(Dataset entries)
────────

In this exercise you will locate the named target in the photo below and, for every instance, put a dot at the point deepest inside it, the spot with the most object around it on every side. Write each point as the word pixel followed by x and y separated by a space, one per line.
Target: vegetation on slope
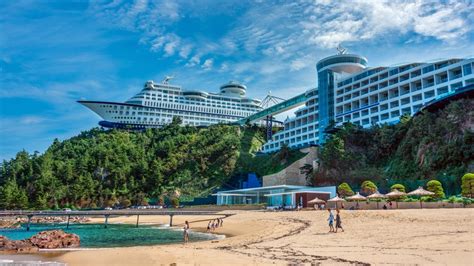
pixel 101 168
pixel 429 146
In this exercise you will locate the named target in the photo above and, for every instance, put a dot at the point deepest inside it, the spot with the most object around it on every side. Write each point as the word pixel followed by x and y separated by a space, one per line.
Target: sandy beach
pixel 425 237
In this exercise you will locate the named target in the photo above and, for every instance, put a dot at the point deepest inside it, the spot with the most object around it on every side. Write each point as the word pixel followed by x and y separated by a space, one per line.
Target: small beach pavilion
pixel 280 195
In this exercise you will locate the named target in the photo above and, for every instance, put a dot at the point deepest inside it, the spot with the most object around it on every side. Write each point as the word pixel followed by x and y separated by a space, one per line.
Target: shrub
pixel 427 198
pixel 368 187
pixel 436 187
pixel 125 203
pixel 175 202
pixel 398 187
pixel 467 185
pixel 345 190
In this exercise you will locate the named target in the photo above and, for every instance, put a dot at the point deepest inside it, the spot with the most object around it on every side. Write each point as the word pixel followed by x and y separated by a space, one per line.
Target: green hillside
pixel 100 168
pixel 428 146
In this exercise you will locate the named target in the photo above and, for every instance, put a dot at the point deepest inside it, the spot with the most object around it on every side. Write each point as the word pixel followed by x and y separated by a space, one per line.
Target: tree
pixel 467 185
pixel 436 187
pixel 368 187
pixel 345 190
pixel 398 187
pixel 284 153
pixel 307 170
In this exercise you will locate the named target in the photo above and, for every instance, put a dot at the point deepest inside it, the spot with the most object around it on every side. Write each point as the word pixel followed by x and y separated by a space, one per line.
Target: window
pixel 467 69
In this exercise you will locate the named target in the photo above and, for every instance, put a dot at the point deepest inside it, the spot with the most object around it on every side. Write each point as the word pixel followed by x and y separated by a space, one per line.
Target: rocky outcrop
pixel 8 222
pixel 55 239
pixel 16 246
pixel 44 240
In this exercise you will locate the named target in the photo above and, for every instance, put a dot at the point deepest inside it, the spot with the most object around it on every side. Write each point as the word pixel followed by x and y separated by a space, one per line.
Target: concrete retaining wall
pixel 292 174
pixel 364 205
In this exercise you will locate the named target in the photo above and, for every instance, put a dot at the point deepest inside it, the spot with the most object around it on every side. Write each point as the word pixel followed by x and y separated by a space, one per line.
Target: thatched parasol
pixel 336 199
pixel 420 192
pixel 316 201
pixel 396 194
pixel 376 195
pixel 357 197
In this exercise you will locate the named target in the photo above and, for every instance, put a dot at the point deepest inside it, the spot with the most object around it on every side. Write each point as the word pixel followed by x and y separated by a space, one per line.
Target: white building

────────

■ **Directions for this task**
The entries above need to be repeated in full, word for word. Skip the images.

■ **Result**
In this exercise you will locate the named target in the photo below and, for every instance, put a dot at the point deepest inside it, the spot with the most object around it on every side. Write each point as the word pixel followed by x and y separated by a space, one per line.
Target: vegetation on slope
pixel 101 168
pixel 429 146
In this exercise you will locate the named target in the photo above and, for every instance, put a dot at the point deepest inside it, the spot with the most object around it on every side. Write each point as the word pixel followed by x and y separated by a space, one per line.
Target: sandy beach
pixel 425 237
In this exercise you will locate the named target in the photo above and, for every instance, put a dot at the point deepest inside it, the spot with the most object around it on every side. Write each point as the word pixel followed by x and y separated by a space, one per line.
Target: small beach pavilion
pixel 280 195
In this exercise you will locate the named target in the photo above and, for every instance, put a dot at the point deepest inside it, the spot with the most object around it on every side. Write each point as the word pixel followed by x and y separated by a space, one per line.
Target: shrub
pixel 427 198
pixel 368 187
pixel 436 187
pixel 125 203
pixel 175 202
pixel 398 187
pixel 467 185
pixel 345 190
In this exercise you will locate the named target in the photo above and, for every instance, put a dot at the point deepest inside it, the spot with the most object around it on every side. Write each point as the word pixel followed by x and y separated by a space, one per line.
Target: green hillside
pixel 100 168
pixel 428 146
In this exercise you will locate the named target in the photo above and, for every instance, put a dot at the point deepest inside it, the spot with the most object around it on every side. Write each point as the word pixel followed by x and y separated by a space, one per line.
Target: tree
pixel 467 185
pixel 436 187
pixel 368 187
pixel 345 190
pixel 398 187
pixel 284 153
pixel 307 170
In this exercise you will locate the named target in the photo above and, for every instance, put a dot at the point deepest inside it, the spot with the most object around it on every side. Write each point as the word pixel followed by x and y separated by a space, one per line.
Target: window
pixel 467 69
In this exercise you will locate the named target in the photo above and, for every instance, put a dot at the point deepest inside it, the spot with the most object around it on every side. Write each point as the word pixel followed by x and y separated by a space, one per line.
Target: rocky outcrop
pixel 8 222
pixel 55 239
pixel 16 246
pixel 44 240
In this exercise you will locate the named target in the photo above and, for every instance, put a dot at the point deepest inside it, the spot with the most object around it on every side. Write each point as the word pixel followed by x and y separated by a space, one per line.
Target: concrete retaining wall
pixel 292 174
pixel 364 205
In this exercise you will locate the named target in the photo above and, for every instance, put a dot at the point deepest inside it, the spot with the most object around it on every side. Write each point as the word pixel followed by x and y separated by a space, one per line.
Target: thatched parasol
pixel 336 199
pixel 420 192
pixel 316 201
pixel 396 194
pixel 376 195
pixel 357 197
In this exercise you will locate the named target in the photo above and, for every instance, put a dot at the point deepest inside it, the spot with the most object around it on every side. Write each point as the word pixel followed by x and y separated by a space, one per line.
Target: white building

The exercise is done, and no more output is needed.